*** Block opens ***
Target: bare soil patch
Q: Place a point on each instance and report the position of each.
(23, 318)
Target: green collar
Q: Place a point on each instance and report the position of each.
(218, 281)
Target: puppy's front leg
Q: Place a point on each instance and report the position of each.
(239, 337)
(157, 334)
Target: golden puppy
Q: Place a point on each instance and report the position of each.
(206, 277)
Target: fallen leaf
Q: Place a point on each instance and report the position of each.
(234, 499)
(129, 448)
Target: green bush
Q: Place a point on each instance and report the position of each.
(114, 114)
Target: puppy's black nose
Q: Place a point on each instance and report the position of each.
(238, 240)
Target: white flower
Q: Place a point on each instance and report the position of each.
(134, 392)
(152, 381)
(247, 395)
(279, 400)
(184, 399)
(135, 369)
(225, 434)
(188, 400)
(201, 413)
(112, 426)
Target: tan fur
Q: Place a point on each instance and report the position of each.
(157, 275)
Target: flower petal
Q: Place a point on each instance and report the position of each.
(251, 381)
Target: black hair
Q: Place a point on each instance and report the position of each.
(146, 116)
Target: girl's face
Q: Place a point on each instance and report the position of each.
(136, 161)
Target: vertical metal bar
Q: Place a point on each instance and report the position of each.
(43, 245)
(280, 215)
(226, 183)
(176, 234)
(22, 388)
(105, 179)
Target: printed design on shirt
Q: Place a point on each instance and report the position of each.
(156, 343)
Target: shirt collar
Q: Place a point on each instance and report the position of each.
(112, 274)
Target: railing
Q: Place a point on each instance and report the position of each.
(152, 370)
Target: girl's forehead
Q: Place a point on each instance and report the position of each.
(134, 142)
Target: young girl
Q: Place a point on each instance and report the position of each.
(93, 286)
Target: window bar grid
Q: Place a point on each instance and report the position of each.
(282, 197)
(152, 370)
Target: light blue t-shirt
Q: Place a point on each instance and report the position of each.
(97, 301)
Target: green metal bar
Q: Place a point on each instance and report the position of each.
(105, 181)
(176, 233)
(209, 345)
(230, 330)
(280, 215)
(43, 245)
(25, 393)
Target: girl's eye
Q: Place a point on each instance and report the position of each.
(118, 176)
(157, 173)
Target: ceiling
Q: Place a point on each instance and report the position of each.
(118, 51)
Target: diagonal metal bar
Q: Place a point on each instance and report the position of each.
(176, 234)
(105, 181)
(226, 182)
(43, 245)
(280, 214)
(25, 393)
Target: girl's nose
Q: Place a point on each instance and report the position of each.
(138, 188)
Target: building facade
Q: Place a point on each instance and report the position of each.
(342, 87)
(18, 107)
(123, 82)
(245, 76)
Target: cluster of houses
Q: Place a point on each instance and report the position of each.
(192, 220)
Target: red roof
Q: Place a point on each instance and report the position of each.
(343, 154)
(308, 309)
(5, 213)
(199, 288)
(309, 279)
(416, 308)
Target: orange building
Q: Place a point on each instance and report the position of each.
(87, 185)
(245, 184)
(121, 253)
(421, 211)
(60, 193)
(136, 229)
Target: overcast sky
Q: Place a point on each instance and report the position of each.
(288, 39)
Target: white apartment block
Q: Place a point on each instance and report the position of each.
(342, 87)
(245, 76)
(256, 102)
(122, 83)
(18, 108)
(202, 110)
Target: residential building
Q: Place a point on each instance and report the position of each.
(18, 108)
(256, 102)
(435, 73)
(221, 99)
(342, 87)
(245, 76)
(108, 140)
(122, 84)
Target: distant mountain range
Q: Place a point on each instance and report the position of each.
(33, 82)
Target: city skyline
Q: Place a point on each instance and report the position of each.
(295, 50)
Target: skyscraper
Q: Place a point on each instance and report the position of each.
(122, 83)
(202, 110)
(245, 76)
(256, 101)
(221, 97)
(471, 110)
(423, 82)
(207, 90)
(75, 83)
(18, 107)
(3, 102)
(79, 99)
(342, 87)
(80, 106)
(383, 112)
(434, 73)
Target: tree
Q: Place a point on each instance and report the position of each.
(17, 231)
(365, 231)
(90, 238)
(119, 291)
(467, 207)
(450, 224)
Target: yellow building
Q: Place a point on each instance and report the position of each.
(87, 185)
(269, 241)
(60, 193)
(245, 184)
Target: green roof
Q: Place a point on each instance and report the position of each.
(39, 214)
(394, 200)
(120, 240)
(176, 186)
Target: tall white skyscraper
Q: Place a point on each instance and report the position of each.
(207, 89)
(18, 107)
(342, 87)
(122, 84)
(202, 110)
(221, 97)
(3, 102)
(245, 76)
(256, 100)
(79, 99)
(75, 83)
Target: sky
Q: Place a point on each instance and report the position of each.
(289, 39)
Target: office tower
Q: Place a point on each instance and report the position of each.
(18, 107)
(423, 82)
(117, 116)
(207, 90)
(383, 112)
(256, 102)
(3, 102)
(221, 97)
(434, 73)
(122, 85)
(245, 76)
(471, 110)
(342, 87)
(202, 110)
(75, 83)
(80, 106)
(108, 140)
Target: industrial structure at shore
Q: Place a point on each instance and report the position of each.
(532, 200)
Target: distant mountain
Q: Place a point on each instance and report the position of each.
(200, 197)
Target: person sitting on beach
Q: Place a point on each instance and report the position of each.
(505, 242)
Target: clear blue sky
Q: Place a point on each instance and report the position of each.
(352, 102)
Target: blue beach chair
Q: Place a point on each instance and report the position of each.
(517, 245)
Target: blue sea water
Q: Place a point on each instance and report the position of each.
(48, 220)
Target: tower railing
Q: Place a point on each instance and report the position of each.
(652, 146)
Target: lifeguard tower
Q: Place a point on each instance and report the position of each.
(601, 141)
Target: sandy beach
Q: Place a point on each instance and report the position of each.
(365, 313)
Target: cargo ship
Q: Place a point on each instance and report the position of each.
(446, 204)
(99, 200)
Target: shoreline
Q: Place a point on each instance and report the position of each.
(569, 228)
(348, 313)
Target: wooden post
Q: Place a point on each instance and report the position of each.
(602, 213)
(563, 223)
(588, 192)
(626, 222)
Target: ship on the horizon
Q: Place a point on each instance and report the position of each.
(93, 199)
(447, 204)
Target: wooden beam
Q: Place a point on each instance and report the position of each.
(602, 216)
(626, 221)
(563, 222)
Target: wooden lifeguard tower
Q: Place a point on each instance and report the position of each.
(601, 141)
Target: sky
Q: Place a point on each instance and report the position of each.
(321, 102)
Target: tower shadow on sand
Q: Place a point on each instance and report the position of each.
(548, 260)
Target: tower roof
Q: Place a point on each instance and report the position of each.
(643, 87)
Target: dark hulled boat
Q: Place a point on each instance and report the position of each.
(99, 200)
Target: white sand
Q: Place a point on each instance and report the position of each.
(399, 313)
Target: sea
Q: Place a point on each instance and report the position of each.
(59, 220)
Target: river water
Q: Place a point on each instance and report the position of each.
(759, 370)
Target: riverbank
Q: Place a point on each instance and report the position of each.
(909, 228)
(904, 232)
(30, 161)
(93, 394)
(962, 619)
*** Block closes ***
Transcribe all of the entries without alteration.

Response area
Target: bare soil patch
Q: Place a point on each instance and report the position of each.
(23, 318)
Target: green collar
Q: Place a point on each instance and report the position of each.
(218, 281)
Target: puppy's front leg
Q: Place a point on each instance and report the position of each.
(239, 337)
(157, 334)
Target: golden puppy
Q: Place a point on each instance and report the position of each.
(206, 277)
Target: fallen leaf
Q: Place a point on each instance and report the position of each.
(234, 499)
(129, 448)
Target: green bush
Q: Place a point on each instance and report the position of each.
(114, 114)
Target: puppy's black nose
Q: Place a point on each instance and report the position of each.
(238, 240)
Target: white flower
Q: Place a point on each instance and report the position of each.
(134, 392)
(152, 381)
(247, 395)
(279, 400)
(184, 399)
(135, 369)
(225, 434)
(188, 400)
(201, 413)
(112, 426)
Target: tan fur
Q: Place a point on each instance and report the position of each.
(157, 275)
Target: flower petal
Q: Place a point on each instance and report the position of each.
(251, 381)
Target: black hair
Q: Place a point on each instance and report the position of each.
(146, 116)
Target: girl's face
Q: Place a point on each instance and report the position of each.
(136, 161)
Target: vertical metal bar
Q: Place a point on each instance and report the position of each.
(43, 245)
(280, 215)
(226, 183)
(176, 234)
(22, 388)
(105, 179)
Target: printed design on shirt
Q: Place a point on each instance and report the position of each.
(156, 343)
Target: shirt collar
Q: Place a point on each instance and report the position of each.
(112, 274)
Target: railing
Q: Place a point on each instance and report the position of each.
(152, 370)
Target: girl's forehead
Q: Place a point on each instance and report the position of each.
(134, 142)
Target: young girl
Q: Place a point on each instance and report the position of each.
(93, 286)
Target: window bar grid
Q: Place a point on each instance and report the position of each.
(282, 197)
(152, 370)
Target: light blue t-shirt
Q: Place a point on each instance and report the position of each.
(97, 301)
Target: green metal bar
Q: Place a point on each instance and report the position of each.
(105, 181)
(176, 233)
(209, 345)
(230, 330)
(280, 215)
(43, 245)
(25, 393)
Target: girl's eye
Q: Place a point on each instance and report the position of each.
(118, 176)
(157, 173)
Target: ceiling
Q: Place a point on each instance and report the position of each.
(118, 51)
Target: diagonal metal bar
Q: Place a point on each instance and report the position of each.
(176, 234)
(105, 181)
(226, 182)
(43, 245)
(280, 214)
(25, 393)
Target: girl's nose
Q: Place a point on each instance and report the position of each.
(138, 188)
Target: building facade
Q: Place a point on each instance and report the position of each.
(342, 87)
(18, 107)
(123, 82)
(245, 76)
Target: cluster of houses
Q: Place a point on each instance and report the position of each.
(192, 220)
Target: red roof
Q: Place a point on each instance and report the position of each.
(343, 154)
(308, 309)
(5, 213)
(199, 288)
(309, 279)
(416, 308)
Target: orange building
Q: Place a point on each instance and report the position of each.
(87, 185)
(245, 184)
(121, 253)
(421, 211)
(60, 193)
(136, 229)
Target: overcast sky
Q: Place a point on each instance and report the position of each.
(288, 39)
Target: white apartment block
Q: Place a point on each instance and report the position of each.
(342, 87)
(245, 76)
(256, 102)
(122, 83)
(18, 108)
(202, 110)
Target: residential building
Q: Place a point on each instance and report the position of each.
(18, 108)
(256, 102)
(435, 73)
(221, 99)
(342, 87)
(245, 76)
(108, 140)
(122, 84)
Target: distant mountain range
Q: Place a point on each instance and report the position of each.
(33, 82)
Target: city skyline
Q: Place a point on each instance and report the position of each.
(295, 50)
Target: skyscraper
Q: Place a point on each instance and report the position of each.
(122, 83)
(202, 110)
(245, 76)
(256, 101)
(221, 97)
(471, 110)
(423, 82)
(207, 90)
(75, 83)
(18, 107)
(3, 102)
(79, 99)
(342, 87)
(80, 106)
(383, 112)
(434, 73)
Target: tree
Q: Place a point on each instance and report the position of each.
(17, 231)
(365, 231)
(90, 238)
(119, 291)
(467, 207)
(450, 224)
Target: yellow building
Q: Place a point on each instance and report the position of each.
(87, 185)
(269, 241)
(60, 193)
(245, 184)
Target: green roof
Q: Place a point on each instance and report the position of each.
(39, 214)
(394, 200)
(120, 240)
(176, 186)
Target: tall white skyscraper
Q: Place a point on each instance and report the position of each.
(207, 89)
(18, 107)
(342, 87)
(122, 84)
(202, 110)
(221, 97)
(3, 102)
(245, 76)
(256, 100)
(79, 99)
(75, 83)
Target: sky
Q: Place a point on each instance and report the position of each.
(289, 39)
Target: office tower
Q: Place a point on each instance and report the position of each.
(18, 107)
(423, 82)
(117, 116)
(207, 90)
(383, 112)
(256, 102)
(3, 102)
(221, 97)
(434, 73)
(122, 85)
(245, 76)
(471, 110)
(342, 87)
(202, 110)
(75, 83)
(80, 106)
(108, 140)
Target: industrial structure at shore
Q: Place a point on each instance and report the position of each.
(532, 200)
Target: distant mountain
Q: Place a point on each instance and report the position of each.
(200, 197)
Target: person sitting on beach
Q: Place a point on each instance and report the position of each.
(505, 242)
Target: clear blue sky
Q: Place a point on each instance and report the position of each.
(352, 102)
Target: blue beach chair
Q: Place a point on each instance and report the position of each.
(517, 245)
Target: blue sea water
Q: Place a point on each instance and report the position of each.
(48, 220)
Target: tower railing
Q: Place a point on each instance and report the position of each.
(652, 146)
Target: lifeguard tower
Q: Place a point on each instance and report the position of each.
(601, 141)
Target: sandy beach
Q: Place a point on each instance and report the position of each.
(365, 313)
Target: cargo ship
Q: Place a point on each instance and report the position of each.
(446, 204)
(99, 200)
Target: shoreline
Q: Place a point on each instance and report the position of each.
(569, 228)
(348, 313)
Target: wooden post
Q: Place a point on each instance and report the position of each.
(602, 213)
(563, 223)
(588, 192)
(626, 222)
Target: ship on the horizon
Q: Place a point on each instance and report the position of each.
(93, 199)
(447, 204)
Target: wooden beam
Q: Place a point on each instance and report the position of each.
(602, 216)
(626, 221)
(563, 222)
Target: wooden lifeguard tower
Q: Place a point on each instance and report the position of each.
(601, 141)
Target: sky
Q: Place a point on each instance and report the position of each.
(321, 102)
Target: tower shadow on sand
Q: Place a point on each instance and report the position of each.
(548, 260)
Target: tower roof
Q: Place a point on each instance and report the position of each.
(643, 87)
Target: dark hulled boat
Q: Place a point on each instance and report the position of each.
(99, 200)
Target: white sand
Q: Place a point on each instance and report the position of each.
(399, 313)
Target: sea
Q: Place a point on each instance and report the position of each.
(59, 220)
Target: river water
Q: Place a point on each instance and report the position of each.
(759, 370)
Target: riverbank
Q: Place a point on each instance and report the position of each.
(909, 228)
(904, 232)
(30, 161)
(93, 394)
(962, 619)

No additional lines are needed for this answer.